Count the lines in the records below that contain the string "tire", treating case as significant, and give only the number.

(Information given)
— Start —

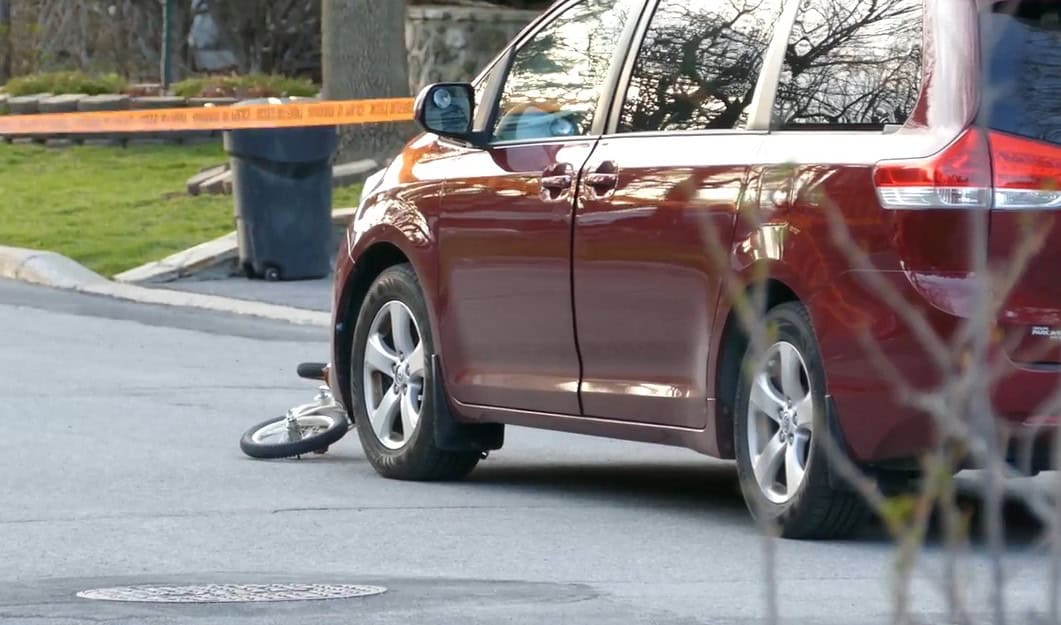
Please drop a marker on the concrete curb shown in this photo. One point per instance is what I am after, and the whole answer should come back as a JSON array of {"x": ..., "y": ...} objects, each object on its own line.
[{"x": 54, "y": 270}]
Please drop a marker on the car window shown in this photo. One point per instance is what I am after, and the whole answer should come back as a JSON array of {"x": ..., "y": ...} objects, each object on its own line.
[
  {"x": 1021, "y": 44},
  {"x": 852, "y": 65},
  {"x": 698, "y": 65},
  {"x": 557, "y": 76}
]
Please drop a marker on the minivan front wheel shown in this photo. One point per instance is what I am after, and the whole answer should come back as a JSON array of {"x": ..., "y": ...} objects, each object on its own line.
[
  {"x": 780, "y": 431},
  {"x": 392, "y": 384}
]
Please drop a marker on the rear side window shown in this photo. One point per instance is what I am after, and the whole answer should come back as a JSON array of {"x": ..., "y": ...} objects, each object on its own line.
[
  {"x": 1021, "y": 45},
  {"x": 558, "y": 75},
  {"x": 698, "y": 65},
  {"x": 851, "y": 66}
]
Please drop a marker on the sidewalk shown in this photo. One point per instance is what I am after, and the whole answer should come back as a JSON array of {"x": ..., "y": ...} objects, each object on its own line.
[{"x": 305, "y": 294}]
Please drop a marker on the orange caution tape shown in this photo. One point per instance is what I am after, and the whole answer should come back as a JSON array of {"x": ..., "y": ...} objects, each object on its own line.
[{"x": 218, "y": 118}]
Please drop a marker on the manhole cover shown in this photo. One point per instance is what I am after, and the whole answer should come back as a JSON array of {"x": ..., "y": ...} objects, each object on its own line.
[{"x": 229, "y": 593}]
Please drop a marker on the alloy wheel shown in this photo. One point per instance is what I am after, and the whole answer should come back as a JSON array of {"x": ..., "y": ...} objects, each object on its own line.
[
  {"x": 394, "y": 375},
  {"x": 780, "y": 422}
]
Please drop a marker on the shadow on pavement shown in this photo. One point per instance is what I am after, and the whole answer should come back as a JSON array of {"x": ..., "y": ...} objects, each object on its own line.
[{"x": 713, "y": 488}]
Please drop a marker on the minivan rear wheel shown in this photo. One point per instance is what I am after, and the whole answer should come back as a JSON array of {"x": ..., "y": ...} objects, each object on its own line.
[{"x": 780, "y": 431}]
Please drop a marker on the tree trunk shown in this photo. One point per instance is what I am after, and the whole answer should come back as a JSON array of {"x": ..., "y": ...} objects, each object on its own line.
[{"x": 364, "y": 57}]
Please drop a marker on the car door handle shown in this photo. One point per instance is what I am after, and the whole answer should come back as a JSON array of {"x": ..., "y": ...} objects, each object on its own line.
[
  {"x": 598, "y": 180},
  {"x": 557, "y": 183},
  {"x": 604, "y": 179},
  {"x": 556, "y": 180}
]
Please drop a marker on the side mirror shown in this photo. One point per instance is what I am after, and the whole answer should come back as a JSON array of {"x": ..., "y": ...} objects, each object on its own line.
[{"x": 448, "y": 109}]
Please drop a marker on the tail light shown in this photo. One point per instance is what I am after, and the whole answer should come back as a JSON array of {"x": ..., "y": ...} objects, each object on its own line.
[
  {"x": 1027, "y": 174},
  {"x": 977, "y": 171}
]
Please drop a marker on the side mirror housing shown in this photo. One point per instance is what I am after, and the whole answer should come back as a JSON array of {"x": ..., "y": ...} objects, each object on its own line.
[{"x": 448, "y": 109}]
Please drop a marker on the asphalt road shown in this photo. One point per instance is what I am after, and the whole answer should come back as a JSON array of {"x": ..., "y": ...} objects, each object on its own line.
[{"x": 119, "y": 465}]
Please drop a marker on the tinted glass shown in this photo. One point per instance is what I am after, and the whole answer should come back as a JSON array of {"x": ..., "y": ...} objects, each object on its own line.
[
  {"x": 698, "y": 65},
  {"x": 852, "y": 65},
  {"x": 557, "y": 76},
  {"x": 1022, "y": 77}
]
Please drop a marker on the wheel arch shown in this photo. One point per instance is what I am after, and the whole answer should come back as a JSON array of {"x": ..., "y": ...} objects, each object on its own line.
[
  {"x": 732, "y": 344},
  {"x": 378, "y": 258}
]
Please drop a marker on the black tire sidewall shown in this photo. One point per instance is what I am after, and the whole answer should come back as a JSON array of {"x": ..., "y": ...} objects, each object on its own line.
[
  {"x": 398, "y": 283},
  {"x": 787, "y": 323}
]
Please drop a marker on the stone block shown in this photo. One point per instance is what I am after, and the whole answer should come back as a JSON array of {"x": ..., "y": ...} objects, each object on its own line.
[
  {"x": 97, "y": 103},
  {"x": 195, "y": 181},
  {"x": 152, "y": 102},
  {"x": 65, "y": 103},
  {"x": 25, "y": 104},
  {"x": 212, "y": 101}
]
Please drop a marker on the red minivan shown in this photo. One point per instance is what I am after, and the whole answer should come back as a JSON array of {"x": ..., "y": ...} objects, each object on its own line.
[{"x": 566, "y": 245}]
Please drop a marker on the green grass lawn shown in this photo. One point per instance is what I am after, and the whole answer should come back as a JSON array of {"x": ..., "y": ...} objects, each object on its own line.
[{"x": 112, "y": 208}]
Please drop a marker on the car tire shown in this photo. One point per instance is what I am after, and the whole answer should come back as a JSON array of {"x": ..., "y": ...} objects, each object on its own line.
[
  {"x": 778, "y": 389},
  {"x": 381, "y": 329}
]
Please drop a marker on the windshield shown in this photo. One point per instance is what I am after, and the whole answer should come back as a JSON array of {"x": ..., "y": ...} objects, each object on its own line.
[{"x": 1021, "y": 45}]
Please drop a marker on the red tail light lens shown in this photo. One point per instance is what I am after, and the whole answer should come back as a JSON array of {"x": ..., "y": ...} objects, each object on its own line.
[
  {"x": 1027, "y": 173},
  {"x": 957, "y": 177},
  {"x": 978, "y": 170}
]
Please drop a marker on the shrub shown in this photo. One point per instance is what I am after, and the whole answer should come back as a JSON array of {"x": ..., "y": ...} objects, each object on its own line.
[
  {"x": 245, "y": 86},
  {"x": 66, "y": 82}
]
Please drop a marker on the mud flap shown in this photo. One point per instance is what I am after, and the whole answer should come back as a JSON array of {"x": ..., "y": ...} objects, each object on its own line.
[
  {"x": 836, "y": 482},
  {"x": 452, "y": 435}
]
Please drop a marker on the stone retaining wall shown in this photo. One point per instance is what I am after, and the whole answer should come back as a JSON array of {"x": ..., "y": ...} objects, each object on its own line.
[{"x": 452, "y": 44}]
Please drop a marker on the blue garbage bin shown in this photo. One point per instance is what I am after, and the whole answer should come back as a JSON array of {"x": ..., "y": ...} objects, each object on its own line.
[{"x": 282, "y": 188}]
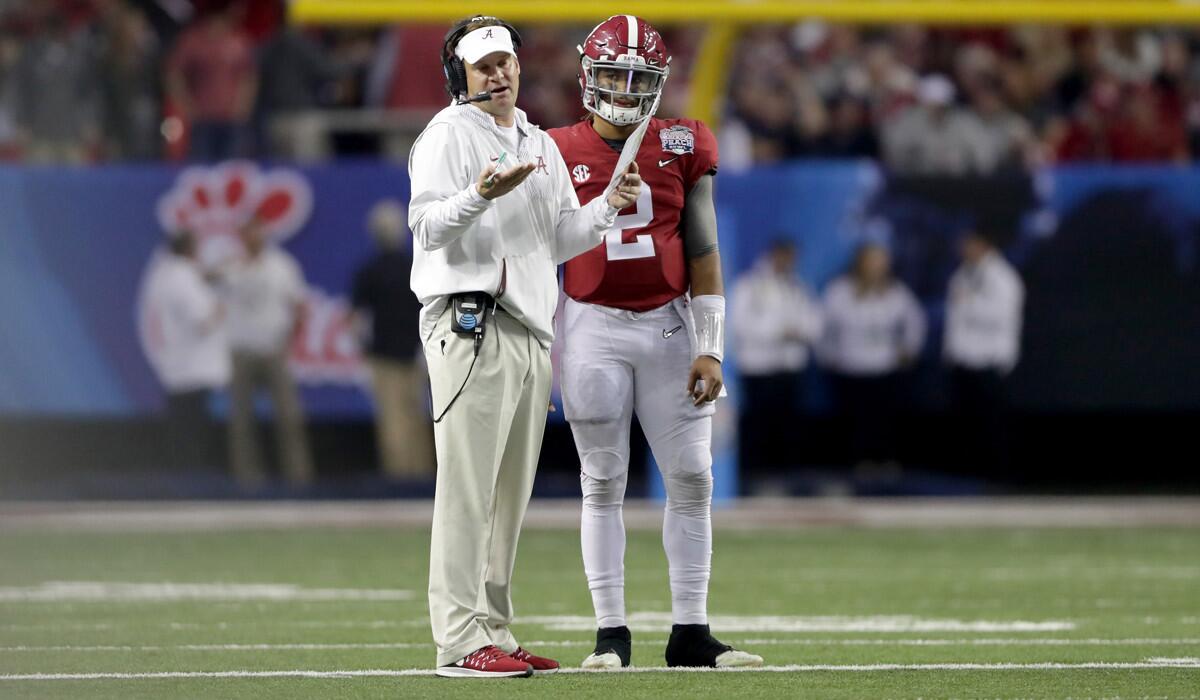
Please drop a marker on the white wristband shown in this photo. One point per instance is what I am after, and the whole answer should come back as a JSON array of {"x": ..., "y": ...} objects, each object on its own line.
[{"x": 708, "y": 311}]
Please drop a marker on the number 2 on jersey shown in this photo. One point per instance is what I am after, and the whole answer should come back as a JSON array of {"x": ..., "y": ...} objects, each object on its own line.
[{"x": 642, "y": 215}]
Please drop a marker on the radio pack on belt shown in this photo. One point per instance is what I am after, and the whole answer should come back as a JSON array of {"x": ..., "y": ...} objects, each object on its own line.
[{"x": 469, "y": 313}]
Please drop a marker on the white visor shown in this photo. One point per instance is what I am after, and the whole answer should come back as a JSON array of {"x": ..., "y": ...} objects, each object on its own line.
[{"x": 484, "y": 41}]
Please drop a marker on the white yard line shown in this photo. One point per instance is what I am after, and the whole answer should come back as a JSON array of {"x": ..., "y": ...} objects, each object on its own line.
[
  {"x": 742, "y": 514},
  {"x": 730, "y": 623},
  {"x": 559, "y": 642},
  {"x": 172, "y": 592},
  {"x": 1188, "y": 663}
]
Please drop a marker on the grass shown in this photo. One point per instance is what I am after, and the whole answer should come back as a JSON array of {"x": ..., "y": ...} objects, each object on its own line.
[{"x": 1123, "y": 596}]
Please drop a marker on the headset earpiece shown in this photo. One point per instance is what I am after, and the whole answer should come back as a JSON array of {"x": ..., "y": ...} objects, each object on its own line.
[{"x": 453, "y": 66}]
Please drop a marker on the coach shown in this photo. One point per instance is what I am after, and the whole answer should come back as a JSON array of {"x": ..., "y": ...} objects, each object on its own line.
[{"x": 492, "y": 213}]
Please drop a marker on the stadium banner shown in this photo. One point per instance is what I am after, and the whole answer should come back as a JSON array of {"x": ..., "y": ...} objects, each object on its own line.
[{"x": 1110, "y": 257}]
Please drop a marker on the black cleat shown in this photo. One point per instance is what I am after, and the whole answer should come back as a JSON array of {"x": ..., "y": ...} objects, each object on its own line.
[
  {"x": 613, "y": 650},
  {"x": 694, "y": 645}
]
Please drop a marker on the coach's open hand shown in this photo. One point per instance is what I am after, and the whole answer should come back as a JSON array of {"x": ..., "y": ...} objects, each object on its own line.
[
  {"x": 627, "y": 190},
  {"x": 707, "y": 370},
  {"x": 503, "y": 183}
]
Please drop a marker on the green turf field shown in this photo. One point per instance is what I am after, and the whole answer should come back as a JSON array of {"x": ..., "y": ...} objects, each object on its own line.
[{"x": 837, "y": 612}]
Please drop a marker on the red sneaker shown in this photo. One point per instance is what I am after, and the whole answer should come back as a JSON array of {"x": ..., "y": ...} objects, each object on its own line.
[
  {"x": 486, "y": 663},
  {"x": 540, "y": 664}
]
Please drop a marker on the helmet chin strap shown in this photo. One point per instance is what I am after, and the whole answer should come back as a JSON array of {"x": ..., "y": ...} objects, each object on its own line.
[{"x": 633, "y": 113}]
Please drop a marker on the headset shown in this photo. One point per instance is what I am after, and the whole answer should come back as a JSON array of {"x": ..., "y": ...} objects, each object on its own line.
[{"x": 453, "y": 66}]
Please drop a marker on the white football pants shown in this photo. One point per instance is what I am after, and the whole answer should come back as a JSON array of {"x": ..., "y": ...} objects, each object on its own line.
[{"x": 616, "y": 363}]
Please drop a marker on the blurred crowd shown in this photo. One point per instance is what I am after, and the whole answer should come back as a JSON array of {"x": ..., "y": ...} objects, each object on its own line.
[
  {"x": 232, "y": 328},
  {"x": 89, "y": 81},
  {"x": 865, "y": 334},
  {"x": 959, "y": 100}
]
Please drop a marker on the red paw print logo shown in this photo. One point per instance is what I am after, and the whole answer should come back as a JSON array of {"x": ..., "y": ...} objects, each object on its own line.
[{"x": 215, "y": 202}]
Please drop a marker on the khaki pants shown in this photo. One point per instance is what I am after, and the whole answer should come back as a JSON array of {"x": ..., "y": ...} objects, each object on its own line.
[
  {"x": 250, "y": 372},
  {"x": 402, "y": 426},
  {"x": 487, "y": 448}
]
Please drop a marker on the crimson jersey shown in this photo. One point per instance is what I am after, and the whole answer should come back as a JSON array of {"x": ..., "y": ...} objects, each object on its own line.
[{"x": 641, "y": 264}]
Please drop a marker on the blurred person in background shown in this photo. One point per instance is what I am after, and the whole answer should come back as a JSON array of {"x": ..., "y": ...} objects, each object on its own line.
[
  {"x": 1002, "y": 138},
  {"x": 185, "y": 324},
  {"x": 874, "y": 331},
  {"x": 298, "y": 75},
  {"x": 850, "y": 133},
  {"x": 934, "y": 137},
  {"x": 982, "y": 345},
  {"x": 774, "y": 321},
  {"x": 389, "y": 316},
  {"x": 211, "y": 78},
  {"x": 265, "y": 295},
  {"x": 130, "y": 87},
  {"x": 55, "y": 87}
]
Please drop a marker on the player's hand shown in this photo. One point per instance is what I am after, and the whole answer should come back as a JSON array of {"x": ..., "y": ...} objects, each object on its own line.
[
  {"x": 705, "y": 381},
  {"x": 627, "y": 190},
  {"x": 492, "y": 184}
]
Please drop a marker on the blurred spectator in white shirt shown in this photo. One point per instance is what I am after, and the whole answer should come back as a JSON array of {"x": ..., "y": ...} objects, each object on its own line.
[
  {"x": 189, "y": 350},
  {"x": 934, "y": 137},
  {"x": 55, "y": 91},
  {"x": 874, "y": 330},
  {"x": 267, "y": 295},
  {"x": 982, "y": 346},
  {"x": 774, "y": 321}
]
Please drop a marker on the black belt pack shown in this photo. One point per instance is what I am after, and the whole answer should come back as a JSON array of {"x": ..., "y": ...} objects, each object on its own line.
[{"x": 469, "y": 312}]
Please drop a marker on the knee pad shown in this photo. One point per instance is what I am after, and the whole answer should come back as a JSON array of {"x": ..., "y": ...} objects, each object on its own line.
[
  {"x": 689, "y": 482},
  {"x": 603, "y": 494}
]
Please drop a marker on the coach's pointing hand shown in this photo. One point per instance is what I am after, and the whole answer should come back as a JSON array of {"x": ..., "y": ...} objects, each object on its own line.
[
  {"x": 492, "y": 184},
  {"x": 627, "y": 190}
]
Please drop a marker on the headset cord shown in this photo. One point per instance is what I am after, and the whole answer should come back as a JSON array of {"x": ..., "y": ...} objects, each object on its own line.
[{"x": 479, "y": 343}]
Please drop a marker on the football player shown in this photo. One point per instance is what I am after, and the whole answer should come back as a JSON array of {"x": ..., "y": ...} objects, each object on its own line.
[{"x": 643, "y": 330}]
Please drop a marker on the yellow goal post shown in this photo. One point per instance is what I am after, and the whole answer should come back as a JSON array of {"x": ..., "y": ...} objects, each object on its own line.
[{"x": 724, "y": 18}]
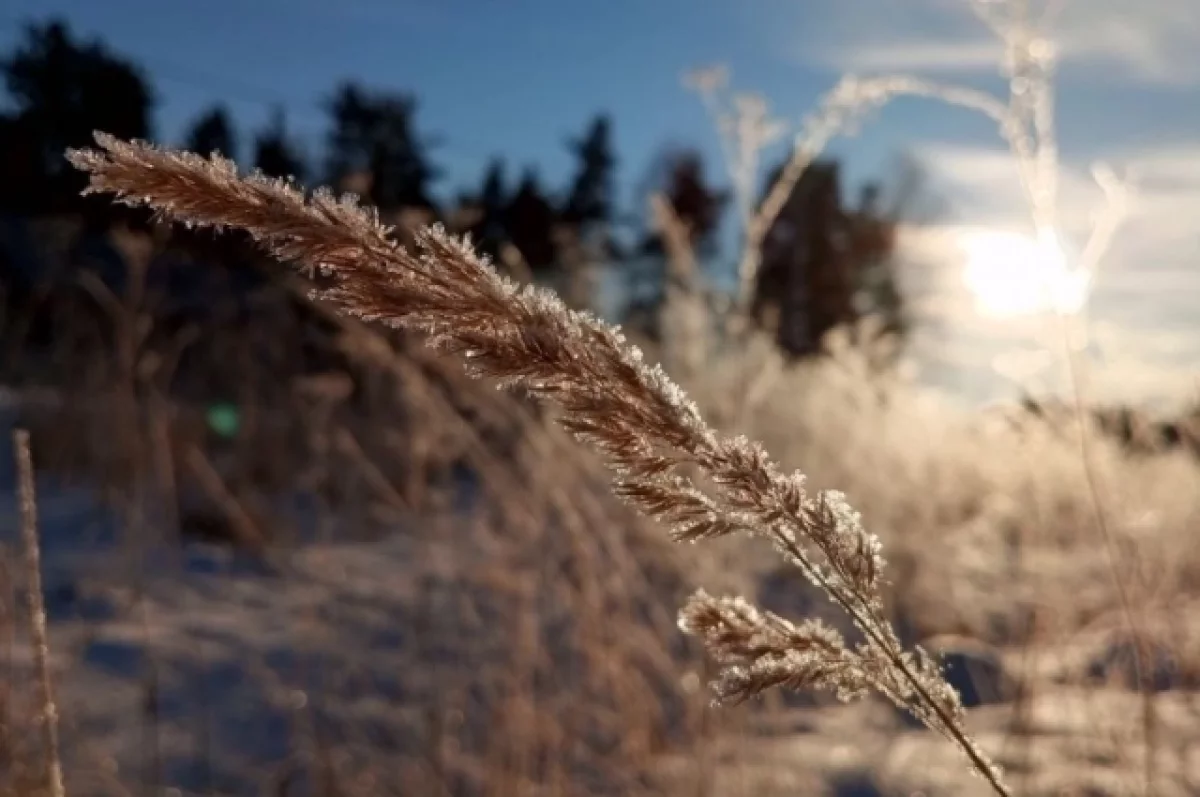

— End —

(Exercise response)
2